Stored items:
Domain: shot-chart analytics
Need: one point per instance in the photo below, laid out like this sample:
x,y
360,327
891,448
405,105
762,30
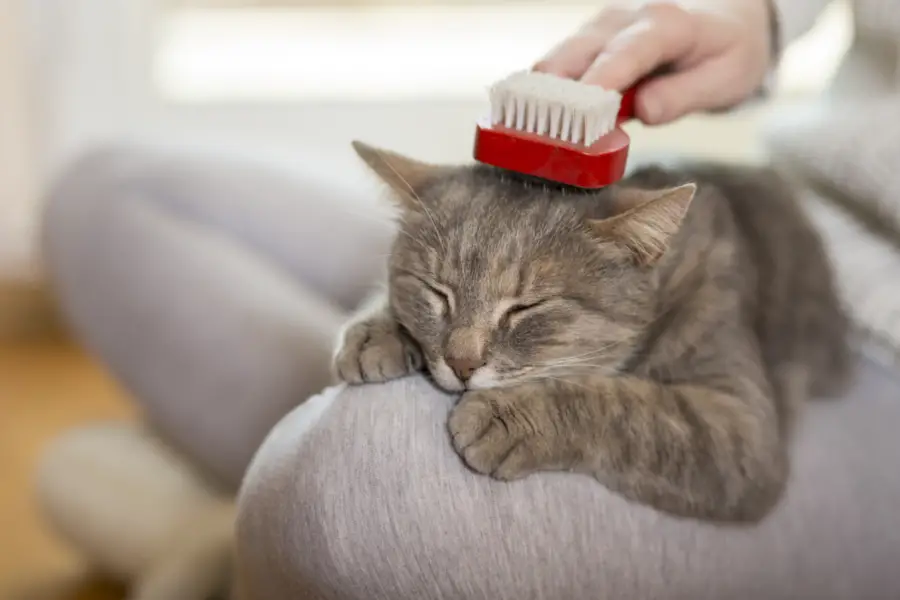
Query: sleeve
x,y
792,18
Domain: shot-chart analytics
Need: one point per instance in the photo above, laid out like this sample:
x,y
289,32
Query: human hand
x,y
716,53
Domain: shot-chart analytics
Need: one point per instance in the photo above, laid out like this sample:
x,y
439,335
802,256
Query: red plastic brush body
x,y
598,165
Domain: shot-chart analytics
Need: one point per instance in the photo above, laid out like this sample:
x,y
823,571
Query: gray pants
x,y
213,292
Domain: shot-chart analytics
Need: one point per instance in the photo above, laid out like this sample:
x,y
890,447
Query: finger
x,y
718,83
664,34
576,54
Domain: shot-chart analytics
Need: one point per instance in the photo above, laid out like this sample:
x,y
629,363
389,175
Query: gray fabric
x,y
192,282
372,504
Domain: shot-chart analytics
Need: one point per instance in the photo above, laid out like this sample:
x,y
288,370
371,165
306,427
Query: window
x,y
361,50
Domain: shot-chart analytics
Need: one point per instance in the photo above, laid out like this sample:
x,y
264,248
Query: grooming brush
x,y
556,129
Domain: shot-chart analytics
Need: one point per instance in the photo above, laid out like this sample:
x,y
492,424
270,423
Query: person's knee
x,y
82,193
281,538
331,512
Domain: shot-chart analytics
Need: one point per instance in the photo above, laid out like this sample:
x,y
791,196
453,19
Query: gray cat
x,y
659,335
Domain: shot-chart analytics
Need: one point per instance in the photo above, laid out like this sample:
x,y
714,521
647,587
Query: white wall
x,y
18,183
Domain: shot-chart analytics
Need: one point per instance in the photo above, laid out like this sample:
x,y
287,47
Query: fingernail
x,y
652,109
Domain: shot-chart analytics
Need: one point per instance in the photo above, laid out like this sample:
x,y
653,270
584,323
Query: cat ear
x,y
405,176
647,229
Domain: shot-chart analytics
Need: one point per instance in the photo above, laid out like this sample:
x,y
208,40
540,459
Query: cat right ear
x,y
406,177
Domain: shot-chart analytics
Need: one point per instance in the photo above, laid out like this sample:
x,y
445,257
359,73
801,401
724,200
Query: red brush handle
x,y
627,107
596,166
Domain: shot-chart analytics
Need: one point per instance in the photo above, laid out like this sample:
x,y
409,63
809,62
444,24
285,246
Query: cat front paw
x,y
508,433
375,351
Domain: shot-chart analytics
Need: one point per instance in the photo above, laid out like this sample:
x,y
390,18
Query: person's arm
x,y
718,52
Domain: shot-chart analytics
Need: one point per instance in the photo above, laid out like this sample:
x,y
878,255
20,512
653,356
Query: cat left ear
x,y
405,176
647,230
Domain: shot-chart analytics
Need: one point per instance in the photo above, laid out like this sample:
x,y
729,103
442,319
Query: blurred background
x,y
280,81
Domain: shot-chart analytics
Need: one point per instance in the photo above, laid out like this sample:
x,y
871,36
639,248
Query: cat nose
x,y
464,367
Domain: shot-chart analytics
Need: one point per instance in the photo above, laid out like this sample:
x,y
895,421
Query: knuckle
x,y
663,11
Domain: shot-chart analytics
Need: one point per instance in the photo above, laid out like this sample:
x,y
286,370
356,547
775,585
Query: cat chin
x,y
445,378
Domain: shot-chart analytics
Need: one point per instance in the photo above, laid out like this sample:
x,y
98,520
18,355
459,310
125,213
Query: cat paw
x,y
375,351
506,433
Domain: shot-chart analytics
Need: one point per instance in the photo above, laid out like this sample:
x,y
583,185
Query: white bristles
x,y
554,106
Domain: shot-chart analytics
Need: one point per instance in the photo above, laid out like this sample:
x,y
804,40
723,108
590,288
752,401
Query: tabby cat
x,y
659,335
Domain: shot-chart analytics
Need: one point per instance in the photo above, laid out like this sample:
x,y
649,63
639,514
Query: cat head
x,y
502,280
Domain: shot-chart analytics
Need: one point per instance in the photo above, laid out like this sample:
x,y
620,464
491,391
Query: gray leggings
x,y
213,292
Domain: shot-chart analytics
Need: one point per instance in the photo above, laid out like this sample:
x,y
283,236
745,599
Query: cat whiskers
x,y
398,222
418,198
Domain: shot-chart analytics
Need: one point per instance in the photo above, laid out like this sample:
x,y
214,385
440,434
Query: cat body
x,y
660,335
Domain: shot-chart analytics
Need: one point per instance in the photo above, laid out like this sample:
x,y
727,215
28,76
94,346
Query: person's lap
x,y
212,290
358,494
216,329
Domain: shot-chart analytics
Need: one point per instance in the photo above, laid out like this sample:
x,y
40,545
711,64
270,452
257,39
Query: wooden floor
x,y
45,387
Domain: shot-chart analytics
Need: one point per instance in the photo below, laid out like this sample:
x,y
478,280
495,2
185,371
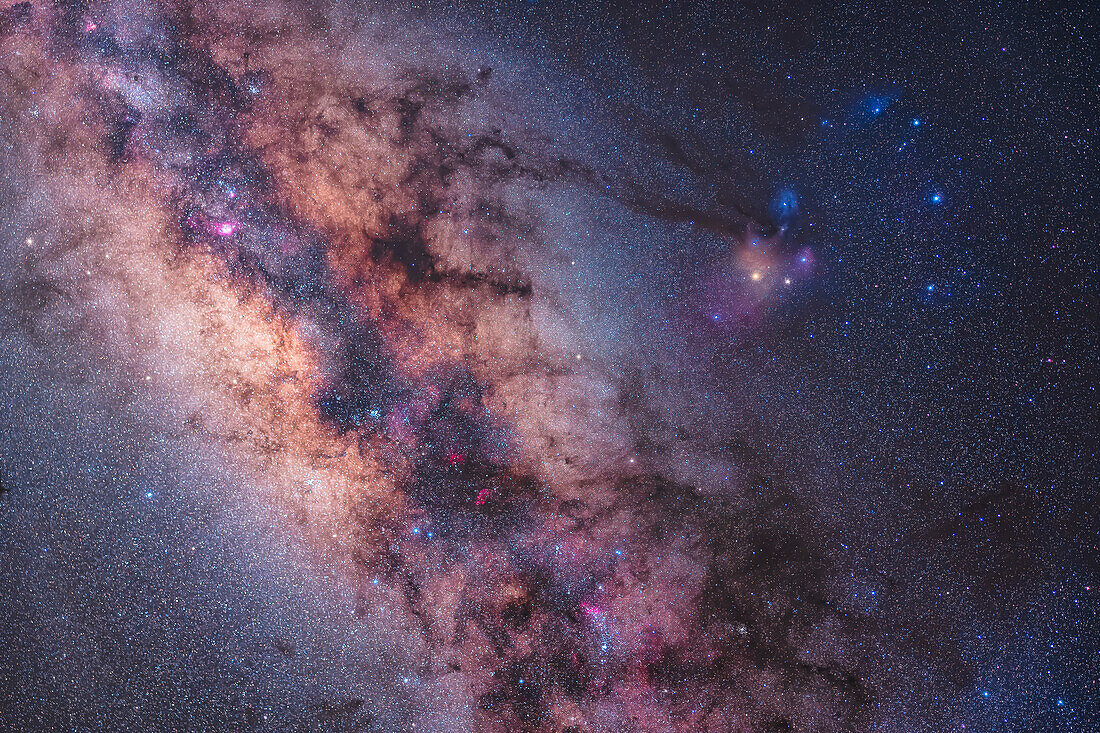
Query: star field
x,y
547,367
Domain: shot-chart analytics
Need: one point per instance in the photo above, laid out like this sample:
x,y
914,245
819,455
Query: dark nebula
x,y
525,367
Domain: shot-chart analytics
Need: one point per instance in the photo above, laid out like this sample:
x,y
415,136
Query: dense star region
x,y
536,368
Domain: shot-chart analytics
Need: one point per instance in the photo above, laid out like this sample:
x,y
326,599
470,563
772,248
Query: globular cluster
x,y
528,367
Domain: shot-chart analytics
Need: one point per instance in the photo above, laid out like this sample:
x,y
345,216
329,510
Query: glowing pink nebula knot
x,y
591,610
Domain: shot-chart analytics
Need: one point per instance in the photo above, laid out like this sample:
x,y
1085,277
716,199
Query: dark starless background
x,y
932,383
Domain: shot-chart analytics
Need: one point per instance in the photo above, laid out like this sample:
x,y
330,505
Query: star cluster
x,y
531,367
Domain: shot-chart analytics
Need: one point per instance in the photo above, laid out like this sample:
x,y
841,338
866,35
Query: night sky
x,y
538,367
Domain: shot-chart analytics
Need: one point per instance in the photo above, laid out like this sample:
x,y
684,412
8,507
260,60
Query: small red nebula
x,y
591,610
226,228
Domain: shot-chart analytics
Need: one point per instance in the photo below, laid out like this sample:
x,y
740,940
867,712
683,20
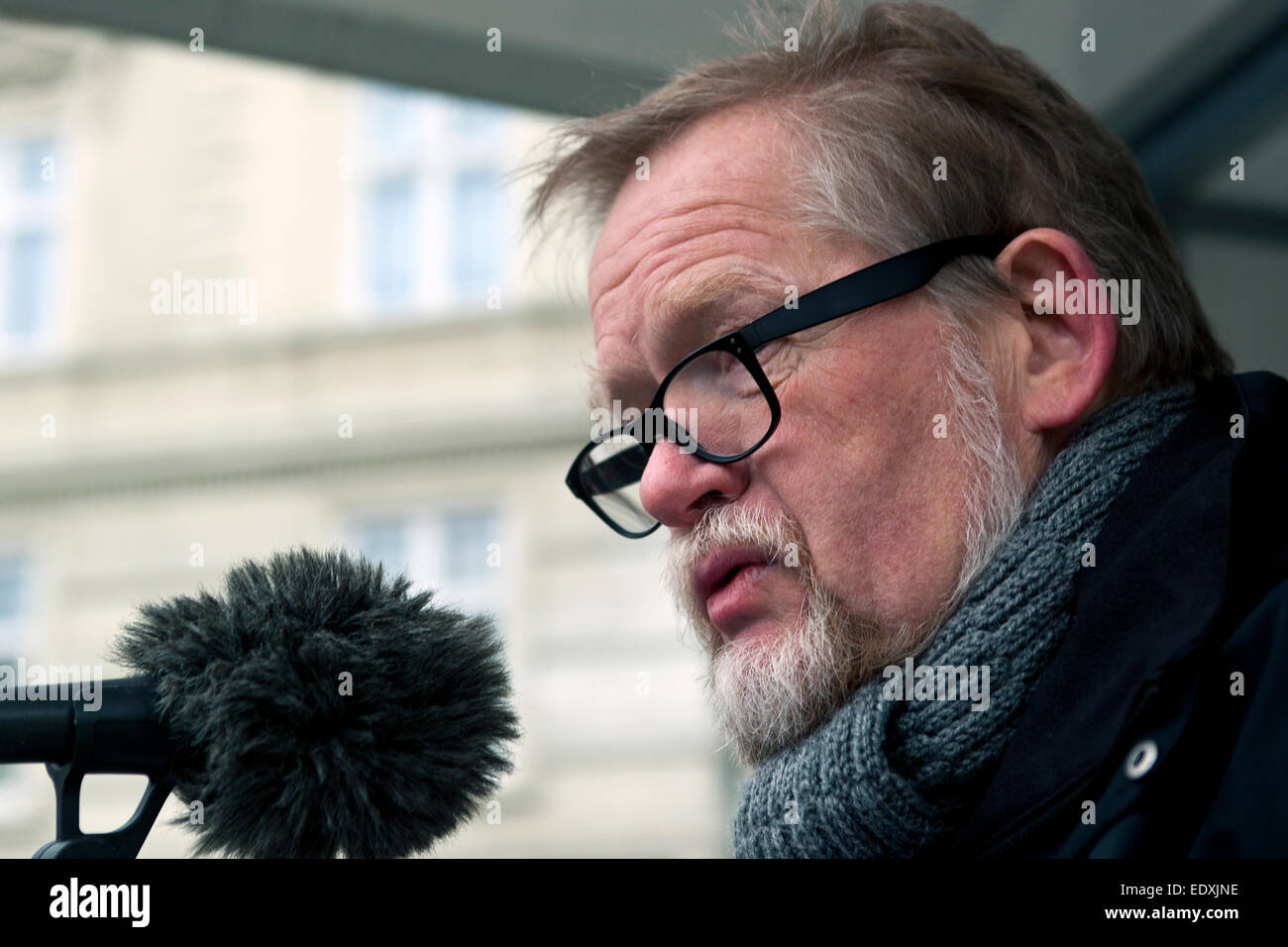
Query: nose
x,y
678,487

• _WORK REQUIRED_
Quote every entry exactly, with the pictures omitted.

• _EXPECTED ANSWER_
Domain: shot-chart analytics
Need: one point per instance in the photo below, laid out like this sample:
x,y
360,327
891,448
405,105
762,30
Query: sleeve
x,y
792,18
Domain: shot-chart analytics
Need: one point per instance in the photo above, laid out like this sample:
x,y
289,32
Query: human hand
x,y
716,53
Domain: shot-chart analytics
Need: one point per instance in the photo above, laid out like this sample:
x,y
439,335
802,256
Query: red plastic brush body
x,y
598,165
Domain: shot-chart analytics
Need: one point per instance in the photo above, laid out like this sample:
x,y
823,571
Query: gray pants
x,y
213,292
Domain: shot-chart analytics
Need: one point per instance in the photo above, laid out like this sample:
x,y
890,447
Query: finger
x,y
718,83
664,34
576,54
Domain: shot-chart analytics
Need: one point per instance in the photo above, laid out like this sample:
x,y
629,363
389,175
Query: gray fabric
x,y
192,282
372,504
Domain: shot-chart analytics
Need: one point per instance in the photo above, laid out like this sample:
x,y
288,370
371,165
306,427
Query: window
x,y
361,50
Domain: shot-chart analytics
Need: one point per instance in the photo above, laid out like this sample:
x,y
264,248
Query: grooming brush
x,y
556,129
Domain: shot-chart analytics
Need: one point per instance in the photo above, laid out like this sample:
x,y
492,424
270,423
Query: person's knee
x,y
82,193
281,538
331,512
Domain: shot-chart analytics
Need: one point per instance in the photo above, laid out like this sample:
x,y
791,196
453,19
Query: gray cat
x,y
659,335
Domain: shot-chart analytics
Need: one point per instance in the photo above, laid out like this sample:
x,y
714,521
647,587
Query: white wall
x,y
18,183
Domain: shot-chart analytics
Need: one point per instance in the photo above, laid out like this sample:
x,y
287,47
Query: fingernail
x,y
652,109
Domain: shot-chart analytics
Need: one point per instance in the photo above, laid out like this sample:
x,y
653,270
584,323
Query: cat ear
x,y
405,176
647,229
Domain: shot-chart analytics
Need: one point per instance in the photo above, laid out like this sample:
x,y
208,40
540,459
Query: cat right ear
x,y
406,177
Domain: shot-chart analytics
Need: one point per instance in the photo above, laid out like this sample:
x,y
445,257
359,73
801,401
724,200
Query: red brush handle
x,y
627,107
596,166
Domain: shot-chart analytics
Need: one point per instance in the photo above, laid out like this sample:
x,y
409,63
809,62
444,24
285,246
Query: cat front paw
x,y
508,433
375,351
Domain: shot-chart analytics
Need: one point per instance in the photo above, laid out like this sample:
x,y
390,18
Query: person's arm
x,y
718,52
Domain: shot-chart analytics
Need: one point per instance in the photo above, laid out like this sample:
x,y
878,255
20,512
653,356
Query: cat left ear
x,y
405,176
647,230
Domain: shot-chart analytics
Need: one point per instance in the photo above, laid out like this sample:
x,y
729,103
442,319
Query: blurred background
x,y
280,81
Domain: shot-chart analytics
Need: one point per instance in the photo above, laid out like this sample:
x,y
871,36
639,248
Query: cat nose
x,y
464,367
Domain: shot-chart analytics
Need: one point per instance in the photo above, laid out like this sample:
x,y
895,421
Query: knuckle
x,y
663,11
Domain: shot-chart analytics
Need: one point per instance in the photo above, laid out like this sample:
x,y
286,370
356,547
775,585
Query: cat chin
x,y
445,378
Domain: shot-chart analytics
Need: one point per instance in the photo above, laid out like this sample:
x,y
98,520
18,355
459,310
125,213
Query: cat paw
x,y
375,351
506,433
Domain: shot-chart analytics
Need: one point per instance in the photo above, laid out like this sample:
x,y
583,185
Query: white bristles
x,y
554,106
Domain: shot-chart analytics
Need: one point per instance in the photo above, laid out like this sample:
x,y
804,40
723,108
590,288
752,401
Query: tabby cat
x,y
659,335
Domain: shot-chart analytics
Need: one point per instance in the photo above, laid out like this sample:
x,y
649,63
639,514
Query: cat head
x,y
502,280
Domain: shot-chart analytics
Need: one point per instance in the photo above, laid out like this sample:
x,y
620,464
491,391
Query: gray leggings
x,y
213,292
Domain: shot-chart analytics
Need: one point per instance in the photo above, laid out like this sample:
x,y
283,236
745,599
Query: cat whiskers
x,y
398,222
418,198
Domain: shot-chart analytics
Need: one point per instance in the photo above, laid out like this sample:
x,y
214,385
440,434
Query: cat body
x,y
660,335
Domain: shot-chart analytics
Need: one point per instance in the photo above, laid out like this sample:
x,y
727,215
28,76
94,346
Query: person's lap
x,y
212,290
358,494
216,329
Domain: shot-chart analytics
Need: one point per instance in the photo above, laid out like this sample:
x,y
40,545
711,64
270,452
257,39
Query: wooden floor
x,y
45,387
Domain: shot-chart analytics
Need: one point per instance in the photo below, laid out like this sample:
x,y
478,280
495,2
185,371
Query: star field
x,y
547,367
Domain: shot-chart analytics
Need: one point per instance in the photo above, laid out like this sample:
x,y
914,245
819,455
Query: dark nebula
x,y
525,367
Domain: shot-chart analytics
Need: one point per instance in the photo above, laid out like this sample:
x,y
415,136
Query: dense star region
x,y
536,368
Domain: shot-chart analytics
Need: one point per instance in the photo above, laid out like this sample:
x,y
326,599
470,563
772,248
Query: globular cluster
x,y
528,367
Domain: shot-chart analytics
Need: one point per instance in the photo above, laid out like this sample:
x,y
345,216
329,510
Query: glowing pink nebula knot
x,y
591,610
Domain: shot-chart analytics
Need: one point per instance in the photo above, laid out like this sample:
x,y
1085,277
716,199
Query: dark starless background
x,y
932,383
Domain: shot-chart analytics
Need: one point per instance in the photo above, laid out like this sample:
x,y
330,505
Query: star cluster
x,y
531,367
Domain: shot-chart analytics
Need: one point per instance in the photo above, laid out like this sample:
x,y
841,338
866,35
Query: night sky
x,y
538,367
Domain: shot-chart analytics
Need: one point per instance in the photo above, laid out like this sample:
x,y
684,412
8,507
260,60
Query: small red nebula
x,y
591,610
226,228
Domain: shot-chart analytics
Need: one point per instance in the photo below, laid out like this sample:
x,y
740,940
867,712
683,20
Query: nose
x,y
678,487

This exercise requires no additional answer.